WORK REQUEST => Reproduce the entries below with "rough mask" replaced by "coarse mask" wherever it occurs, leaving every other character unchanged.

RECORDS SHOWN =>
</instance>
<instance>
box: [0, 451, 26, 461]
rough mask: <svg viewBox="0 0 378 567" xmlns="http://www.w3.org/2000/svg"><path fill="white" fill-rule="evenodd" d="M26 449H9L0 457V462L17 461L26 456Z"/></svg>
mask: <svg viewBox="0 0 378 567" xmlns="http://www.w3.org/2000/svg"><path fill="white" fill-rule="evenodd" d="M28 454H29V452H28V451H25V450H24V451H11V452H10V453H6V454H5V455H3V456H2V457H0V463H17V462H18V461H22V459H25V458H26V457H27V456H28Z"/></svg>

SOLUTION TO THIS TASK =>
</instance>
<instance>
box: [0, 451, 26, 461]
coarse mask: <svg viewBox="0 0 378 567" xmlns="http://www.w3.org/2000/svg"><path fill="white" fill-rule="evenodd" d="M26 449H9L0 457V462L17 461L26 456Z"/></svg>
mask: <svg viewBox="0 0 378 567" xmlns="http://www.w3.org/2000/svg"><path fill="white" fill-rule="evenodd" d="M28 454H29V452H28V451H25V450H24V451H11V452H10V453H6V454H5V455H3V456H2V457H0V463H17V462H18V461H22V459H25V458H26V457H27V456H28Z"/></svg>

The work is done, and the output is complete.